▶ [Work to do]: Locate every line of the listing below that contains the word "shutter" and copy each of those lines. Matches must have the same uppercase and lowercase letters.

** Start of Records provided **

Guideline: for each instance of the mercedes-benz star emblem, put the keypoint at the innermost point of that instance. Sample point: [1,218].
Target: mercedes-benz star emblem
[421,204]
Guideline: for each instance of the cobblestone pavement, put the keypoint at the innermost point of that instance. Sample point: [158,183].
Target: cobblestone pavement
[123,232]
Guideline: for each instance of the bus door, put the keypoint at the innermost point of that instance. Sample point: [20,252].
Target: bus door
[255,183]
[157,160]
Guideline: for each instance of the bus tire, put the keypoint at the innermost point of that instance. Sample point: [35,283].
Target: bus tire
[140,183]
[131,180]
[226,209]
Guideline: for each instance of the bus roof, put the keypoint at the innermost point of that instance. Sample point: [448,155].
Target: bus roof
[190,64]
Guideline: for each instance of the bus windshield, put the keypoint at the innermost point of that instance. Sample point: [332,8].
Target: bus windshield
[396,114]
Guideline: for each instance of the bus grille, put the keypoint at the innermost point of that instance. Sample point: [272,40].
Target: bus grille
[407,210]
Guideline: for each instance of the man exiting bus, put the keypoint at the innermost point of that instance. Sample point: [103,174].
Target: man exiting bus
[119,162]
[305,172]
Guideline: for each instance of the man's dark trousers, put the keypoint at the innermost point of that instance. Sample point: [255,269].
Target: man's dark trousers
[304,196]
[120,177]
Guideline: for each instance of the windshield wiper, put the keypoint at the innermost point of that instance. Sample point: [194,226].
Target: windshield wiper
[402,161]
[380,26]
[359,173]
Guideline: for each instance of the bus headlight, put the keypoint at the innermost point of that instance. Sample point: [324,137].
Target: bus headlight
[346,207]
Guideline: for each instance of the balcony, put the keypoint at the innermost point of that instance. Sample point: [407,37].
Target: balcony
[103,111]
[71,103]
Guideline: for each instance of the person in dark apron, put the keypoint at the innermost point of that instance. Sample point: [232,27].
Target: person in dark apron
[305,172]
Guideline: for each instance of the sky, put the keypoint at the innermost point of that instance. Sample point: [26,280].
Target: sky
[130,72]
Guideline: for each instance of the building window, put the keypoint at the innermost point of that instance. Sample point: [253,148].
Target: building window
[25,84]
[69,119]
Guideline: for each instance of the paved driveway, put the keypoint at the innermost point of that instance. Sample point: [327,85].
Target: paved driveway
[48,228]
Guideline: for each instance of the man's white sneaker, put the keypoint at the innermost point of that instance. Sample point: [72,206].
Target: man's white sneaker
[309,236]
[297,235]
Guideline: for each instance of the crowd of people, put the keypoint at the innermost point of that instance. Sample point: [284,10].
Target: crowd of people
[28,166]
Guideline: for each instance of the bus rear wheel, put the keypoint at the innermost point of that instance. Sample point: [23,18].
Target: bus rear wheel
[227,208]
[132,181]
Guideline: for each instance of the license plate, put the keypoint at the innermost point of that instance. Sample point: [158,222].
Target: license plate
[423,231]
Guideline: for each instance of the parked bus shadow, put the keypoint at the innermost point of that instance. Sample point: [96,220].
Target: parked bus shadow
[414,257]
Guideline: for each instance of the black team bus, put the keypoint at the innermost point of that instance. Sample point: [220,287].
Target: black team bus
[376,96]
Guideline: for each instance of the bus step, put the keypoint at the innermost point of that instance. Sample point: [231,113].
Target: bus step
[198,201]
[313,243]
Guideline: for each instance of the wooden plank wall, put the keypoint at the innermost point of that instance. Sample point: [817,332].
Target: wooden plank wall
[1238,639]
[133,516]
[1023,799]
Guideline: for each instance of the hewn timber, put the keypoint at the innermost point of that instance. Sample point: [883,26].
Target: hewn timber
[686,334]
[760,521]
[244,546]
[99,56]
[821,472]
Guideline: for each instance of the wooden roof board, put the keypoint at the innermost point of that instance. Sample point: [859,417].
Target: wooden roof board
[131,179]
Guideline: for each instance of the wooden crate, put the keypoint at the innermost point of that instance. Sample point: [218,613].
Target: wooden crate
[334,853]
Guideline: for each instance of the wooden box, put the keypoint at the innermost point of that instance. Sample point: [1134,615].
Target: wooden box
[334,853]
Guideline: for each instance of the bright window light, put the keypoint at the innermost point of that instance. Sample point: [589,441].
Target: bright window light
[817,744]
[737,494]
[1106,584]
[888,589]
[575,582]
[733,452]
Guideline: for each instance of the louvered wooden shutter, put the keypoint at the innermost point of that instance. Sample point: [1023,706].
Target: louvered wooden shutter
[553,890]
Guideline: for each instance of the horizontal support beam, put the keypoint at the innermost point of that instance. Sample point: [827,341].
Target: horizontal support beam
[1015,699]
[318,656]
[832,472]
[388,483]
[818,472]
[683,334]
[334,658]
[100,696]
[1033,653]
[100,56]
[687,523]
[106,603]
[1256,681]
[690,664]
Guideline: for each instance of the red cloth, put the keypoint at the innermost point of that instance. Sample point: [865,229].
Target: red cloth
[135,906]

** End of Records provided **
** Start of Records provided **

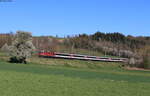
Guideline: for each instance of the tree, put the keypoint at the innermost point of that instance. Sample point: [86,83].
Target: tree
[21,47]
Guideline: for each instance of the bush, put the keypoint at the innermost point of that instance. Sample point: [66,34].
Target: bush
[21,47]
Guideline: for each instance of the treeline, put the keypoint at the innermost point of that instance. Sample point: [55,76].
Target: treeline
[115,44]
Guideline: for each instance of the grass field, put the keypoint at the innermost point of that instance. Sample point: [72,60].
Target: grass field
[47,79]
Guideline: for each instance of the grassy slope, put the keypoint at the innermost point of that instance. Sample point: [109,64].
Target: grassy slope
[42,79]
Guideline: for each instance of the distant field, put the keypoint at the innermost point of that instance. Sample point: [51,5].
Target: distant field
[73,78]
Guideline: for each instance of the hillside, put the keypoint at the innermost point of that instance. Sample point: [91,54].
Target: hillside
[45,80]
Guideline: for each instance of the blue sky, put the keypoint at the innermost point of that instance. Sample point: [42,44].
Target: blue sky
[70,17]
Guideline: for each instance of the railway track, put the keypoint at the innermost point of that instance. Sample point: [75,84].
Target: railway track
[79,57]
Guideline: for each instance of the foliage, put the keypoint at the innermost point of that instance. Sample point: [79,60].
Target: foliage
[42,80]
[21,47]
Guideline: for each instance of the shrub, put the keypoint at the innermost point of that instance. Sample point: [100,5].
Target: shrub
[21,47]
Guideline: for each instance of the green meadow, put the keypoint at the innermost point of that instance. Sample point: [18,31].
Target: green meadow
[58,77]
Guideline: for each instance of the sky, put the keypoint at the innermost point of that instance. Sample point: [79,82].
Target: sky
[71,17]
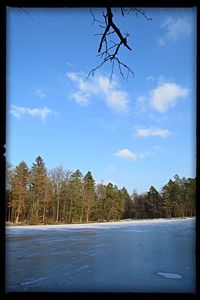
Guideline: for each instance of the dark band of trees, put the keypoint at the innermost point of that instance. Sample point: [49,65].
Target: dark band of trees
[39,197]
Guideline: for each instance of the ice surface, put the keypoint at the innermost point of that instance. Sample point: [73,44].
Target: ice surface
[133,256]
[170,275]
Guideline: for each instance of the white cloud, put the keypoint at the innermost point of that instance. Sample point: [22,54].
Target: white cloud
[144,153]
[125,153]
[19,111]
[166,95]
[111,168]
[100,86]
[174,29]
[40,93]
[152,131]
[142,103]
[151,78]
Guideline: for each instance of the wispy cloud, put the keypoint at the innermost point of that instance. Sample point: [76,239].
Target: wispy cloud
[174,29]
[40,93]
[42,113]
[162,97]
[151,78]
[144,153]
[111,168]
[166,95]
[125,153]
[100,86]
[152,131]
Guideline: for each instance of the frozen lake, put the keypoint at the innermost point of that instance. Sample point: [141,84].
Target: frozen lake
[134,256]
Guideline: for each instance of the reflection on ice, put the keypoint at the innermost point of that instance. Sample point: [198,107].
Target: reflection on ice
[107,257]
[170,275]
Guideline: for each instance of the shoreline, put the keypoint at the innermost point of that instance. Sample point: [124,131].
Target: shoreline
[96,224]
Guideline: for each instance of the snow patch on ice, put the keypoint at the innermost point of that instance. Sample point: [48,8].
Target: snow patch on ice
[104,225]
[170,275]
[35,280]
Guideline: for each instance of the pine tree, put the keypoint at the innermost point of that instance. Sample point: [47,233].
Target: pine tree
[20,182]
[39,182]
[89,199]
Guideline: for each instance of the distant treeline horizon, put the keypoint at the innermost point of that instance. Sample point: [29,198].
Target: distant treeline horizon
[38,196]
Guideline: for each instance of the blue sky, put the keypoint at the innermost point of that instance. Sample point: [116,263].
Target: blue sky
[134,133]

** End of Records provided **

▶ [Expected output]:
Guideline: for each instance of the louvered wooden shutter, put the keypoint at the innermost point of that instance. Sample point: [1023,706].
Target: louvered wooden shutter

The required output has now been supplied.